── THE DATA

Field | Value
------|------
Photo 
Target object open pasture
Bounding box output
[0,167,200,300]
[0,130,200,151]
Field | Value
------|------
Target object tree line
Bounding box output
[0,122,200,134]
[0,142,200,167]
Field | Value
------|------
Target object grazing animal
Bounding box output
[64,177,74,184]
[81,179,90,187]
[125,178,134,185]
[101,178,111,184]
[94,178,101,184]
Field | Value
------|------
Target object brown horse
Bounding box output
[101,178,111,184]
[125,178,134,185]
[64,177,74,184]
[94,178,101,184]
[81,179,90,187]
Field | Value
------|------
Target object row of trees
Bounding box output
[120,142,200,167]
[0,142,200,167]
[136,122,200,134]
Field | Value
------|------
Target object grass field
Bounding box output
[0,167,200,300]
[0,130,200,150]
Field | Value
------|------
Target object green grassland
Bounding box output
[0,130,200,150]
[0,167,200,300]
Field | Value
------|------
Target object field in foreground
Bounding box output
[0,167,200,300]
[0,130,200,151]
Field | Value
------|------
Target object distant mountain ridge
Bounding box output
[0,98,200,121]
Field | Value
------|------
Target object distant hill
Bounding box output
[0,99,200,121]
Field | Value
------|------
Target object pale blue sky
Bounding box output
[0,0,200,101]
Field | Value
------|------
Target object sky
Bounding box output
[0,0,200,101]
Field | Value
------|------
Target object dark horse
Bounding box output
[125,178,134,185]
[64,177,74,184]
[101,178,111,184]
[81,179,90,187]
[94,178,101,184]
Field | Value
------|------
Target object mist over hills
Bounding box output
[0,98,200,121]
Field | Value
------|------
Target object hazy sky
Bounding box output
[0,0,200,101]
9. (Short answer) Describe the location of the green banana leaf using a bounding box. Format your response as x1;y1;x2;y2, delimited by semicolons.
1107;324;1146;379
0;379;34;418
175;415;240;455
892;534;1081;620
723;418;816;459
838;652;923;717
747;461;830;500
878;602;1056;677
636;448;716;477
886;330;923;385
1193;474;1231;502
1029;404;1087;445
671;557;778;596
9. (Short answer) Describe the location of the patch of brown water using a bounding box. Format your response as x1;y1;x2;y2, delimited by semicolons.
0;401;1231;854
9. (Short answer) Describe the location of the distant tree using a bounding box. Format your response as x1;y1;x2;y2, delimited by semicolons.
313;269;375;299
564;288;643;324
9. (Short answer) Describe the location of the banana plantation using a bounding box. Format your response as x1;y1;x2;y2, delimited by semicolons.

────

§ **EXERCISE BRIEF**:
Quote the stretch of lines above from the one containing "9. (Short answer) Describe the location of the patch" through the last line, word for word.

§ **SOLUTION BELOW**:
9. (Short answer) Describe the location of the patch of brown water using a bounding box. Format your response as x1;y1;x2;y2, delimited by semicolons.
0;401;1231;854
9. (Short answer) Describe the location of the distant tree using a bounding box. Format your response as x1;y1;x2;y2, delimited by semicolons.
313;269;375;299
564;288;643;324
9. (Short answer) Describe the location of the banana plantation using a bounding box. Format your response as x1;y1;x2;y2, delimited by semicolons.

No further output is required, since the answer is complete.